In the text on the Advocate General's Opinion, could you give everything from "In the present" down to "of that State." again, swapping "Google Spain" for "the Spanish subsidiary"?
* Start Extract *
On 25 June, the Advocate General (the “AG”) submitted an Opinion on a set of questions that a Spanish court referred to the Court of Justice of the European Union (the “Court”). This is the first time that the Court has been asked to interpret the European Data Protection Directive 95/46/EC (the ‘Directive’) in the context of internet search engines. The questions concern three main issues:
- the territorial scope of and the applicable national law under the Directive;
- whether search engine providers are data controllers; and,
- whether there is a right to be forgotten.
The proceedings were triggered by an individual who was the subject of some press reports in a newspaper in early 1998. In 2010, he requested Google Spain not to show any links to the newspaper when users entered his name in the Google search engine. The publisher, whom the individual also contacted, refused to erase the relevant data. The individual therefore lodged a complaint with the Spanish data protection authority, which subsequently ordered Google Spain and Google Inc. to take the measures necessary to withdraw the data from their index and to render future access to the data impossible. Google appealed the decision to a Spanish court, which referred the aforementioned questions to the Court for a preliminary ruling.
Territorial scope of application and applicable national law
The AG asserts that the fact that Google’s search engine targets Spanish users in whose eyes the individual’s reputation may have been harmed cannot trigger the application of Spanish data protection law. In particular, it would not be possible to add an entirely new criterion (such as the “centre of gravity of the dispute”) to Article 4 (1) of the Directive, which fully harmonizes the territorial scope of application of the Directive.
Rather, the relevant question would be whether Google carries out data “processing in the context of the activities of an establishment of the controller” in Spain within the meaning of Article 4. The AG answers this question in the affirmative although – as Google claimed – no processing of personal data relating to its search engine takes place in Spain and Google Spain acts as commercial representative of Google for its advertising functions. However, the AG suggests approaching the question of territorial applicability:
from the perspective of the business model of internet search providers. This […] normally relies on keyword advertising […]. The entity in charge of keyword advertising […] is linked to the internet search engine. […] [and] needs presence on national advertising markets.
In the present case, Google Spain acts as the bridge for the referencing service to the advertising market of Spain, which in the AG’s view provides sufficient nexus. The AG thus proposed that the Court declare that processing of personal takes place within the context of the establishment of a controller when:
the undertaking providing the search engine sets up in a Member State for the purpose of promoting and selling advertising space on the search engine, an office or subsidiary which orientates its activity towards the inhabitants of that State.
* End Extract *
* Start Data shown *
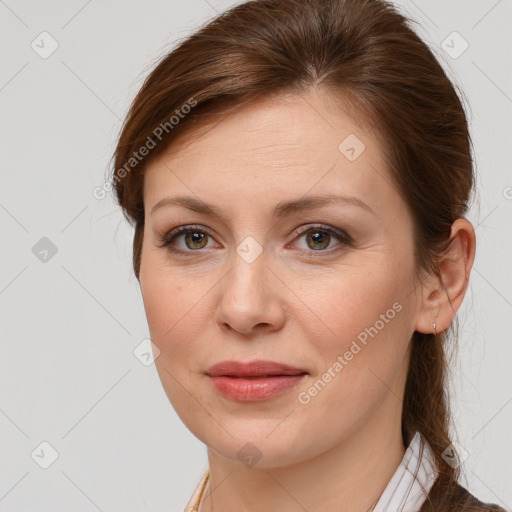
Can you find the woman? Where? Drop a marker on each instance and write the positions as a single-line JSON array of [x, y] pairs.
[[297, 174]]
* End Data shown *
*Answer to this task*
In the present case, the Spanish subsidiary acts as the bridge for the referencing service to the advertising market of Spain, which in the AG’s view provides sufficient nexus. The AG thus proposed that the Court declare that processing of personal takes place within the context of the establishment of a controller when:
the undertaking providing the search engine sets up in a Member State for the purpose of promoting and selling advertising space on the search engine, an office or subsidiary which orientates its activity towards the inhabitants of that State.